(Beginning of TEXT BLOCK)

- Directed by: Joel Potrykus
- Written by: Joel Potrykus
- Produced by: Joel Potrykus Ashley Young Michael Saunders Kevin Clancy Tim Saunders
- Starring: Joshua Burge Joel Potrykus Teri Ann Nelson Joe Anderson Chris Kotcher Katie Call Alan Longstreet Crystal Hilliard Rico Bruce Wade Michael Cunningham Lisa Mueller Scott Basden Trpl Blk
- Cinematography: Adam J. Minnick
- Distributed by: Oscilloscope Laboratories
- Release dates: March 8, 2014 (SXSW); March 6, 2015;
- Running time: 97 minutes
- Country: United States

= Buzzard (film) =

2014 American black comedy film

Buzzard is a 2014 American independent black comedy film written and directed by Joel Potrykus, starring Joshua Burge as Marty Jackitansky.

(End of TEXT BLOCK)
(Beginning of DATA EXTRACT)

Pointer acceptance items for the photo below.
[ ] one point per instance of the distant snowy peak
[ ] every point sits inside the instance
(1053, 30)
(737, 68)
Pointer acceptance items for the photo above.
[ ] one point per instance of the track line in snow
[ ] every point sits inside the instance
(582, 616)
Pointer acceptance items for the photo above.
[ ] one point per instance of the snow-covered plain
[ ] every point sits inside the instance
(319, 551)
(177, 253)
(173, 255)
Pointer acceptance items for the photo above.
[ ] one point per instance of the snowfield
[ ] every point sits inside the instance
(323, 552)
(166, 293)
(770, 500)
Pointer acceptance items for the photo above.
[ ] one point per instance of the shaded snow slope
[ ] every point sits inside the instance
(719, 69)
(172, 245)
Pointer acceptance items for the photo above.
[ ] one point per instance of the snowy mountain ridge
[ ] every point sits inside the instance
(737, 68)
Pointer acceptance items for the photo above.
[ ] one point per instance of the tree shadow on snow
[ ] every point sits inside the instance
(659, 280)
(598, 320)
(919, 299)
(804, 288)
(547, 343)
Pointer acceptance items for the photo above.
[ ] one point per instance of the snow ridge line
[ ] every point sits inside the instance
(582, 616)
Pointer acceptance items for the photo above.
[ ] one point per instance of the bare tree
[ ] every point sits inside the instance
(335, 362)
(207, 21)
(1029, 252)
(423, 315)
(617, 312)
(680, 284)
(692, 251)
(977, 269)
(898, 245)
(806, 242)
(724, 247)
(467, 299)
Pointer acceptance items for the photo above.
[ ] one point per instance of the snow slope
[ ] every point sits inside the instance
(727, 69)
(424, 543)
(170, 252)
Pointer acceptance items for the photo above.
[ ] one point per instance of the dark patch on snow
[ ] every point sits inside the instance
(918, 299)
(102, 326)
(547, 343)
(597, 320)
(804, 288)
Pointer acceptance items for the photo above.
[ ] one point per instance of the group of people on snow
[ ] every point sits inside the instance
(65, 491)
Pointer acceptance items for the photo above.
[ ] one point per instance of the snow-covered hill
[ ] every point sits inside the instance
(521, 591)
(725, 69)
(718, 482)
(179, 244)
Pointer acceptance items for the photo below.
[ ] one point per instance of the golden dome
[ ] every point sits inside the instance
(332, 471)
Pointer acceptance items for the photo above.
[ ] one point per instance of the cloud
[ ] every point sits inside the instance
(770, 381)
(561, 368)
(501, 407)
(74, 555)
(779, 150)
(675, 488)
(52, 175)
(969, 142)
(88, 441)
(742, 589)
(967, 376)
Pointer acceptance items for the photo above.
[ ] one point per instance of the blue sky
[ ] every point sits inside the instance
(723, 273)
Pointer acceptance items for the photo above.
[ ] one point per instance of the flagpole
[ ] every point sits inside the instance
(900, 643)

(End of DATA EXTRACT)

TASKS TO COMPLETE:
a - In the Buzzard text, which company distributed the film?
b - Reproduce the Buzzard text from "2014 American black" to "as Marty Jackitansky.", replacing "black comedy" with "dark comedy".

SOLUTION LIST:
a - Oscilloscope Laboratories

b -
2014 American dark comedy film

Buzzard is a 2014 American independent dark comedy film written and directed by Joel Potrykus, starring Joshua Burge as Marty Jackitansky.